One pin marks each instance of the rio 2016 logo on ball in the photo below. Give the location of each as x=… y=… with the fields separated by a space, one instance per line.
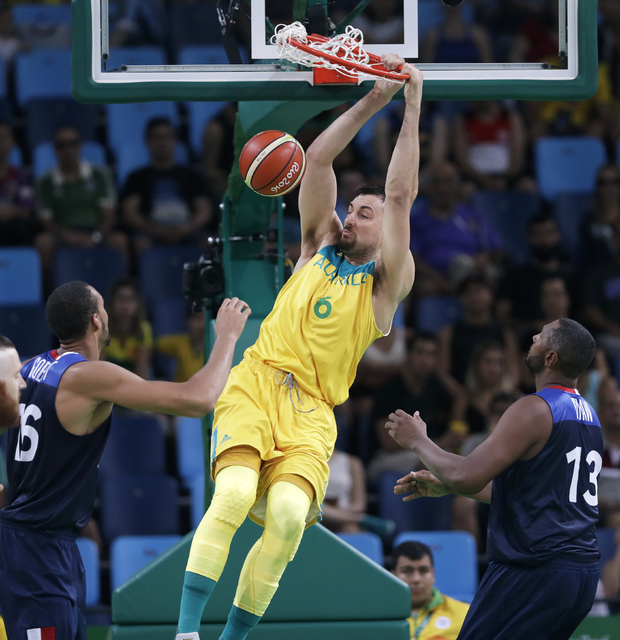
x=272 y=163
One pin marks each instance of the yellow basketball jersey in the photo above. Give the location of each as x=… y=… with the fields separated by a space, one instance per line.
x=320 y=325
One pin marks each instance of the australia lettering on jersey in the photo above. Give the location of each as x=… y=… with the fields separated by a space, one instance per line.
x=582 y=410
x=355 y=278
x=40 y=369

Exercise goal:
Return the lines from the line containing "One pin marks each instance of the australia" to the end of the entries above, exactly as they appear and with no other output.

Exercise solution:
One pin marks each instance of the australia lettering on jersey in the photo above. Give the location of each as x=… y=… with the fields separated by a space, one instance per line.
x=582 y=410
x=355 y=278
x=40 y=369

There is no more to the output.